Data entries:
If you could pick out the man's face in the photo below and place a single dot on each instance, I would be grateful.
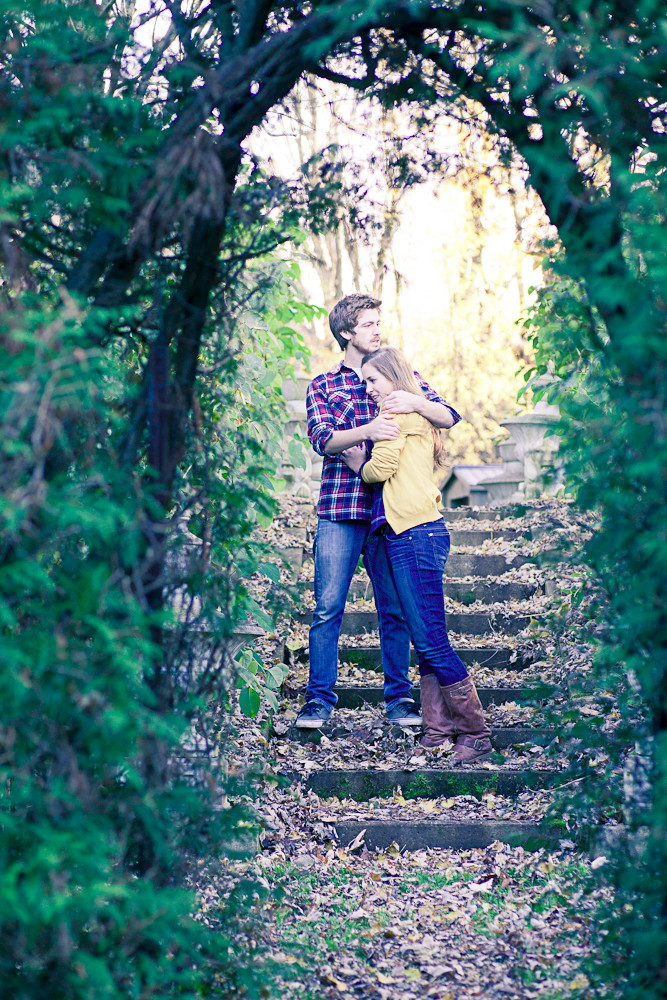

--

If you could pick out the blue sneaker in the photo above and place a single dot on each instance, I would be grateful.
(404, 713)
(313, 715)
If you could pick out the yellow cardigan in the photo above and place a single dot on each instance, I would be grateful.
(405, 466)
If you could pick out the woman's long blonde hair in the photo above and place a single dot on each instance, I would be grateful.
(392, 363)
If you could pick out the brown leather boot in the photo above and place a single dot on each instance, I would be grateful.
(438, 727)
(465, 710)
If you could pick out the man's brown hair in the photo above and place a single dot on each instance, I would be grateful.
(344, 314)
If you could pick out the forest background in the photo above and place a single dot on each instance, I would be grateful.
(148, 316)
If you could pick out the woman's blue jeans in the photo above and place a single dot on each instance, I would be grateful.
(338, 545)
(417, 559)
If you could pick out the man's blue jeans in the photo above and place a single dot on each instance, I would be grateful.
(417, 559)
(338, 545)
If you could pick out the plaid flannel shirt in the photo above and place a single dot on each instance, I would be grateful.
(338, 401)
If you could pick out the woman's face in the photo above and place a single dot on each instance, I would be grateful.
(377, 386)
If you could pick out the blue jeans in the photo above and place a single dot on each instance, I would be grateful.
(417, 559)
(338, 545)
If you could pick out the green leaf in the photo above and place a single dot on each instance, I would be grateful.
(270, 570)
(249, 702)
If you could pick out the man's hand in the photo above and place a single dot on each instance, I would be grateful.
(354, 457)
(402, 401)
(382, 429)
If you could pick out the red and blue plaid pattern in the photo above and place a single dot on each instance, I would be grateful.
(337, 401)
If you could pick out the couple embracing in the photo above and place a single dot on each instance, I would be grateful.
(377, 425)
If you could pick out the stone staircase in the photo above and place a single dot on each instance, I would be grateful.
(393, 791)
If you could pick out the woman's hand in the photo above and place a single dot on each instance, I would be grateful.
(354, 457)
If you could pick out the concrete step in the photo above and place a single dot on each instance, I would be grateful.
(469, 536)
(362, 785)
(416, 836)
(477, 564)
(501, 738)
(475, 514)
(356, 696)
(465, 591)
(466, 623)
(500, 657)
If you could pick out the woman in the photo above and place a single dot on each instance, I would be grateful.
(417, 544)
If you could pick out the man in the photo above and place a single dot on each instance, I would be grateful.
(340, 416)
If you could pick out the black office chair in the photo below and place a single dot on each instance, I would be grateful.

Objective: Find each line in the listing above that contains the word "blue" and copy those lines out in full.

Complete response:
If you could pick out the blue sneaker in the photo above and place a single dot on each instance, I would be grateful.
If you could pick out the woman's blue jeans in the photo above and place a single dot on each instance, I would be grateful.
If you could pick out the man's blue jeans in the photo above and place a single dot on each instance, I would be grateful.
If you could pick out the blue jeans in the photo above and place a single dot on each instance, I would be grateful.
If you could pick out the red and blue plaid pattern in the photo above and place a single dot on each instance, I would be grateful.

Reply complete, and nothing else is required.